--- Data for this exercise ---

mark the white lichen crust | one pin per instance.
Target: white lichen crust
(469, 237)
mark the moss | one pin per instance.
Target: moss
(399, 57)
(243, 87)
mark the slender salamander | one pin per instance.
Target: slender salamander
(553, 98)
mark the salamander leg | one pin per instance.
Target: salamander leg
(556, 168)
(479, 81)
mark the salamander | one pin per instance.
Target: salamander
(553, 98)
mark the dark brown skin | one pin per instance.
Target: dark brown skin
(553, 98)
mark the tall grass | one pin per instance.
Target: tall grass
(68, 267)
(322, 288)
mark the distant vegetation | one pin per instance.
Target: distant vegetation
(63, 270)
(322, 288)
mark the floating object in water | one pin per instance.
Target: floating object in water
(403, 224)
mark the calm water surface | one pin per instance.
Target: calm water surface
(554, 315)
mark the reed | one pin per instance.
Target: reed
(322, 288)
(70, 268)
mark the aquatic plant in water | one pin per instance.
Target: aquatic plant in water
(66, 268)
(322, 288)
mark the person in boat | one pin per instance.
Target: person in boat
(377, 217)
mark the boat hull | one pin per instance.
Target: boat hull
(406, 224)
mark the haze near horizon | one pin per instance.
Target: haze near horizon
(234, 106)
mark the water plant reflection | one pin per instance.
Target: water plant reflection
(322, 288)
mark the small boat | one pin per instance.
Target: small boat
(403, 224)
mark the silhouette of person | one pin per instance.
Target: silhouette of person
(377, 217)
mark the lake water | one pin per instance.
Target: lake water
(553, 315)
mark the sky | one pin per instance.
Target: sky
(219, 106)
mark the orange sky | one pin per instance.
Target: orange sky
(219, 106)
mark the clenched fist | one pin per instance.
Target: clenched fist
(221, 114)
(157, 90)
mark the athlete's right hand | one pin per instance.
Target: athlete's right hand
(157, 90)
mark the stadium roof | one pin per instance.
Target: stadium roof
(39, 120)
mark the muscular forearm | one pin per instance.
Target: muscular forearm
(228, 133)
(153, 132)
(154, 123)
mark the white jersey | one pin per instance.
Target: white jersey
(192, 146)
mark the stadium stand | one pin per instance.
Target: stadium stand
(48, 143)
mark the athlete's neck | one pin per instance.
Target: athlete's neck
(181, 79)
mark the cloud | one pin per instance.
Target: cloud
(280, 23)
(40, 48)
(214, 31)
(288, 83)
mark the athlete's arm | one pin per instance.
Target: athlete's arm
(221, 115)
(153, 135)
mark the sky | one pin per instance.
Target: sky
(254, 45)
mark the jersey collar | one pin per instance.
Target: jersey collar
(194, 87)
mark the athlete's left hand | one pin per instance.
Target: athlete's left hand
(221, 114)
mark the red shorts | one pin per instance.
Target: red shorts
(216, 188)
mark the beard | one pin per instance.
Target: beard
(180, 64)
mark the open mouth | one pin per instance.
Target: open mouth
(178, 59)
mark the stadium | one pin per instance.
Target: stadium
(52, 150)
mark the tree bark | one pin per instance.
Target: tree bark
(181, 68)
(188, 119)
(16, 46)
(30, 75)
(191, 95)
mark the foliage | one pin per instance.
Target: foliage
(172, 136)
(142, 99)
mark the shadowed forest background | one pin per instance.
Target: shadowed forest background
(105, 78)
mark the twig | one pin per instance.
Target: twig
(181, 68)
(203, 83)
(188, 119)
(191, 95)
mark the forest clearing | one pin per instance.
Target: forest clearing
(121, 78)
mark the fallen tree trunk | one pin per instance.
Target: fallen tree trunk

---

Required task »
Go through the material above line by line and copy it exactly.

Answer to this problem »
mark the white lichen crust | one pin per instance.
Target: white lichen crust
(469, 237)
mark the moss | one pin per instance.
Target: moss
(399, 57)
(243, 87)
mark the slender salamander | one pin per instance.
Target: slender salamander
(553, 98)
mark the salamander leg | one pin per instance.
Target: salamander leg
(556, 168)
(479, 81)
mark the salamander | one pin per instance.
Target: salamander
(553, 98)
mark the dark brown skin | one pin per instance.
Target: dark brown skin
(553, 98)
mark the tall grass | one pin per instance.
Target: tall grass
(68, 267)
(322, 288)
mark the distant vegetation | one pin per instance.
Target: distant vegetation
(63, 270)
(322, 288)
mark the floating object in water | one pin per instance.
Target: floating object in water
(403, 224)
mark the calm water surface | one pin per instance.
Target: calm water surface
(554, 315)
mark the reed | one pin per instance.
Target: reed
(322, 288)
(70, 268)
mark the aquatic plant in water | one pin per instance.
Target: aquatic plant in water
(66, 268)
(322, 288)
mark the person in boat | one pin per instance.
Target: person in boat
(377, 217)
mark the boat hull | one pin per instance.
Target: boat hull
(406, 224)
mark the haze near horizon | one pin per instance.
Target: haze near horizon
(234, 106)
mark the water plant reflection | one pin per instance.
Target: water plant reflection
(322, 288)
mark the small boat | one pin per instance.
Target: small boat
(403, 224)
mark the silhouette of person | one pin per instance.
Target: silhouette of person
(377, 217)
mark the lake water | one pin per instance.
Target: lake water
(553, 315)
mark the sky | one pin per instance.
Target: sky
(219, 106)
mark the orange sky | one pin per instance.
Target: orange sky
(219, 106)
mark the clenched fist | one pin per instance.
Target: clenched fist
(221, 114)
(157, 90)
mark the athlete's right hand | one pin per instance.
Target: athlete's right hand
(157, 90)
mark the stadium roof | one pin per instance.
Target: stadium roof
(39, 120)
mark the muscular forearm | one pin per instance.
Target: muscular forearm
(228, 133)
(153, 132)
(154, 123)
mark the white jersey | one pin per instance.
Target: white jersey
(192, 146)
mark the stadium stand | one pin per instance.
Target: stadium stand
(48, 143)
mark the athlete's neck | one pin per instance.
Target: athlete's neck
(181, 79)
mark the cloud | one pin per instance.
Target: cloud
(280, 23)
(40, 48)
(214, 31)
(288, 83)
mark the athlete's arm | one pin per instance.
Target: athlete's arm
(221, 115)
(153, 135)
mark the sky | one pin per instance.
Target: sky
(254, 45)
mark the jersey collar | one pin per instance.
Target: jersey collar
(194, 87)
mark the athlete's left hand | one pin per instance.
Target: athlete's left hand
(221, 114)
mark the red shorts | one pin per instance.
Target: red shorts
(216, 188)
mark the beard | one pin per instance.
Target: beard
(180, 64)
mark the open mouth | one pin per instance.
Target: open mouth
(178, 59)
mark the stadium | one pin per instance.
Target: stadium
(52, 150)
mark the tree bark | one pin per instance.
Target: tree bark
(181, 68)
(188, 119)
(16, 46)
(30, 75)
(191, 95)
mark the foliage | one pin per instance.
Target: foliage
(172, 136)
(142, 99)
mark the shadowed forest background | one pin per instance.
Target: shadowed forest background
(105, 78)
mark the twig | one pin per instance.
Target: twig
(181, 68)
(203, 83)
(188, 119)
(191, 95)
mark the forest clearing | one pin per instance.
Target: forest clearing
(121, 78)
mark the fallen tree trunk | one pin per instance.
Target: fallen tree trunk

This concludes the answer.